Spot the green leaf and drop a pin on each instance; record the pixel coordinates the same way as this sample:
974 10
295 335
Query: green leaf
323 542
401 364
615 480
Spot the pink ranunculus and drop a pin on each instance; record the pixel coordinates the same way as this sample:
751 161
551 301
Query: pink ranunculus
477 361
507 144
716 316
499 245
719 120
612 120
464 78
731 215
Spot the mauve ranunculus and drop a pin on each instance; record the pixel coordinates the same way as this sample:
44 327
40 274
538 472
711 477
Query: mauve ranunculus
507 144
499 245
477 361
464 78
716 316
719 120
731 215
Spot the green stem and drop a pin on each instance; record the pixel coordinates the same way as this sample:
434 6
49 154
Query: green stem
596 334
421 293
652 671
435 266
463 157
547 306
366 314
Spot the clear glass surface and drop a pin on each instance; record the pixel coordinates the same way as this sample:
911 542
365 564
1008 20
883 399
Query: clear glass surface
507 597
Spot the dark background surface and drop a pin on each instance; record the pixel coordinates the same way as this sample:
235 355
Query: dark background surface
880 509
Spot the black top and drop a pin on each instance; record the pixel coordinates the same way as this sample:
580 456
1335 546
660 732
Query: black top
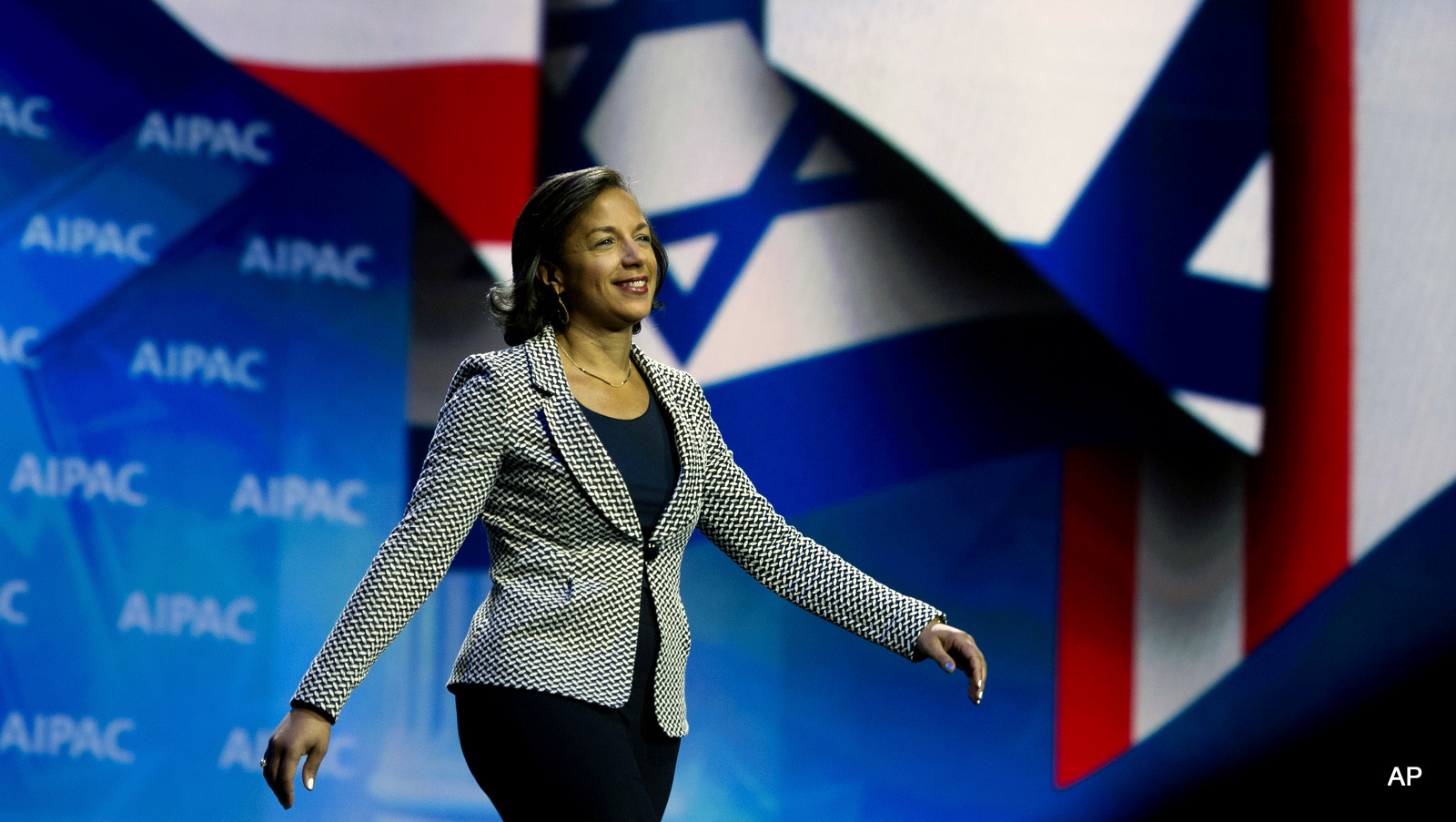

━━━━━━━━━━━━━━━━

YOUR GOAL:
Begin at the line that contains "Spot the clear" and stop at the end of the items. Rewrite every line in that span as a numbered list, skipping blank lines and leaving out the pictures.

ANSWER BELOW:
1. Spot the clear glass surface and drop a pin on each instance; record the pixel coordinates the same way as this sample:
2. 911 542
3. 365 564
4. 1008 20
5. 883 399
6. Query: clear glass surface
7. 507 597
8. Spot the dark background surface and drop a pin on each instance; record the pixel coordinates the same way as this sample:
9. 235 355
10. Query: dark background surface
11. 880 509
12. Spot the black top and drop a pin on each instance; record the pixel coordinates the same way as this sample:
13. 580 456
14. 1335 546
15. 660 732
16. Query: black top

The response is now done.